Construction of a diagnostic model for tuberculosis based on long non-coding RNA
Ji X, Yao S, Jia H, Sun Q, Wang Y, Shang X, Wang Z, Huang M, et al. (12 authors)
Annals of medicine · 2026-01
Abstract
Background The World Health Organization encourages the development of novel diagnostic tools based on 'non-sputum' samples to meet global goals for tuberculosis (TB) control. We aimed to develop a machine learning-driven model for TB diagnosis, using long non-coding RNAs (lncRNAs) as biomarkers. Methods Peripheral blood mononuclear cells (PBMCs) from 10 TB patients, 10 latent TB infection individuals (LTBI), and 10 healthy controls (HCs) underwent microarray analysis, and the TB-related lncRNA modules were identified by weighted gene co-expression network analysis (WGCNA). Key lncRNAs were validated by qPCR and selected using LASSO regression. Five machine learning algorithms were employed to construct a diagnostic model, with the ROC analysis assessing its performance. Results Based on the differential lncRNA profile, WGCNA identified 12 key modules associated with TB. From the most significant modules, 45 candidate lncRNAs were validated by qPCR, with 14 showing differential expression among TB ( n = 192), LTBI ( n = 55), HC ( n = 66), and NTB ( n = 78) groups. Five lncRNAs demonstrating the greatest contribution to TB diagnosis were further selected by LASSO analysis. AdaBoost algorithm incorporating these five lncRNAs achieved optimal diagnostic performance, with an area under the curve (AUC) of 0.97 (95%CI: 0.95-0.98) in the training cohort ( n = 272) and 0.91 (95%CI: 0.86-0.96) in the validation cohort ( n = 119). Independent validation of the model in another cohort ( n = 206) showed an AUC of 0.92 (95%CI: 0.88-0.95). Conclusions This study established a novel, blood-based diagnostic model incorporating five host-derived lncRNAs with an AdaBoost algorithm, offering a non-sputum approach to enhance TB diagnosis.
MeSH terms
- Leukocytes, Mononuclear
- Humans
- Tuberculosis
- Case-Control Studies
- ROC Curve
- Gene Expression Profiling
- Algorithms
- Adult
- Middle Aged
- Female
- Male
- Latent Tuberculosis
- RNA, Long Noncoding
- Biomarkers
- Machine Learning

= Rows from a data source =
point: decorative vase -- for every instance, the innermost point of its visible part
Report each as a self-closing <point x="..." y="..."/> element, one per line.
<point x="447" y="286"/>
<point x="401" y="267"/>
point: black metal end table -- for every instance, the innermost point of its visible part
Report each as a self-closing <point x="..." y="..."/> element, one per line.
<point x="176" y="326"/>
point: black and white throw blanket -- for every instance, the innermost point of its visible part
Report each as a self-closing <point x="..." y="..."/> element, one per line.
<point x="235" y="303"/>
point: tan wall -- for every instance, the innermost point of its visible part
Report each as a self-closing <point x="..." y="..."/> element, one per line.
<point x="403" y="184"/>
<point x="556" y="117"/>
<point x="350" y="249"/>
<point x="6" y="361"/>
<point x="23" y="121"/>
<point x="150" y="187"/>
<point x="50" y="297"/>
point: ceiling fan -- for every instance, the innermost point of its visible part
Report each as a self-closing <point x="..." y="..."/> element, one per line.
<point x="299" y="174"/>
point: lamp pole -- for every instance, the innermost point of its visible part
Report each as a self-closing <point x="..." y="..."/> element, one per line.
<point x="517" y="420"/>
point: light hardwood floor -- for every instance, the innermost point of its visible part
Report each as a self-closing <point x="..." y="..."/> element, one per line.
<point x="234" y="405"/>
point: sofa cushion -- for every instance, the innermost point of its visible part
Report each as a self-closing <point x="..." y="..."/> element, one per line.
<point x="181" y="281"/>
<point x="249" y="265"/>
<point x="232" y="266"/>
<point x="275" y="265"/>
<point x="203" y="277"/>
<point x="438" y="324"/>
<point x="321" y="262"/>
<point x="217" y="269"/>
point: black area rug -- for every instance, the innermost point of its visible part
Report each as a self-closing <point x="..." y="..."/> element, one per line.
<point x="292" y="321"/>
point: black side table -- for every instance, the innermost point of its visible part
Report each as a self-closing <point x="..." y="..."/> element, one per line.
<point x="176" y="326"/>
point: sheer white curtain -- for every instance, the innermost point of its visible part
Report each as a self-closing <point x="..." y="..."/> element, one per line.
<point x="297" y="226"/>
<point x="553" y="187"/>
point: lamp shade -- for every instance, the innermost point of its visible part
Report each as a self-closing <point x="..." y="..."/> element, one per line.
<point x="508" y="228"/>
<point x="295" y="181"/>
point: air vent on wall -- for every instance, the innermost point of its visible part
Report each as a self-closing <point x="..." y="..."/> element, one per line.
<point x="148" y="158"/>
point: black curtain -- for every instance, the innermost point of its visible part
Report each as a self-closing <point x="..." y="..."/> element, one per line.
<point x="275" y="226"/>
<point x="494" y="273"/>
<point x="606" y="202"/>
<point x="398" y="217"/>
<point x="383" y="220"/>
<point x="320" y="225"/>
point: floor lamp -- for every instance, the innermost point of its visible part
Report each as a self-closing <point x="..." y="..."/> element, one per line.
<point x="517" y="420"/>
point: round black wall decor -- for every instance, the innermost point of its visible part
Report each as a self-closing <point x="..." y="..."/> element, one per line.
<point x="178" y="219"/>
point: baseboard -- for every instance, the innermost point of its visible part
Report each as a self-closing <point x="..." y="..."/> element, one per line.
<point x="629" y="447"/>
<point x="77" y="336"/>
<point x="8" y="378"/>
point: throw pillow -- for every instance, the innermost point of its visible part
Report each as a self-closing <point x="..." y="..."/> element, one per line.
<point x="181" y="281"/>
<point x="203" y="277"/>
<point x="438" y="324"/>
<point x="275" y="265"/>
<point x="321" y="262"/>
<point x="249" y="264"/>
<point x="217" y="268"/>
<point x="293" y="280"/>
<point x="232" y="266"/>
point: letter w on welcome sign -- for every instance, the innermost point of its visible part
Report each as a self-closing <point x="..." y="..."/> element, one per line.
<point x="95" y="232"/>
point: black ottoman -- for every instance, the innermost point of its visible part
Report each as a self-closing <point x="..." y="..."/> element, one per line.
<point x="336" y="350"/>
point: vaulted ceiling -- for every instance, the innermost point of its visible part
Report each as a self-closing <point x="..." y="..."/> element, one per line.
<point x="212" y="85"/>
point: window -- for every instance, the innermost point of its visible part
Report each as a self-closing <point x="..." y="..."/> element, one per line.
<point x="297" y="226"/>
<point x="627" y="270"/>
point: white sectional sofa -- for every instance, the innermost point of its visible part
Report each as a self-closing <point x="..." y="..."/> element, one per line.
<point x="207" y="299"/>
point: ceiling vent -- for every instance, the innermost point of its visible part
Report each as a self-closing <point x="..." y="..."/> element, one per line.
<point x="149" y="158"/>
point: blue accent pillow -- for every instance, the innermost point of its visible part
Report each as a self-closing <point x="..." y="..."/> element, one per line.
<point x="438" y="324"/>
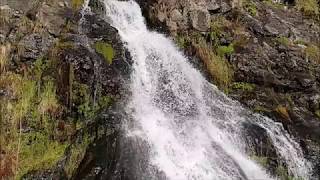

= WORK TO COMPLETE =
Rewrite the tuberculosis article between "Construction of a" and "al. (12 authors)", inclusive, substituting "detection model" for every "diagnostic model".

= SOLUTION TO THIS TASK =
Construction of a detection model for tuberculosis based on long non-coding RNA
Ji X, Yao S, Jia H, Sun Q, Wang Y, Shang X, Wang Z, Huang M, et al. (12 authors)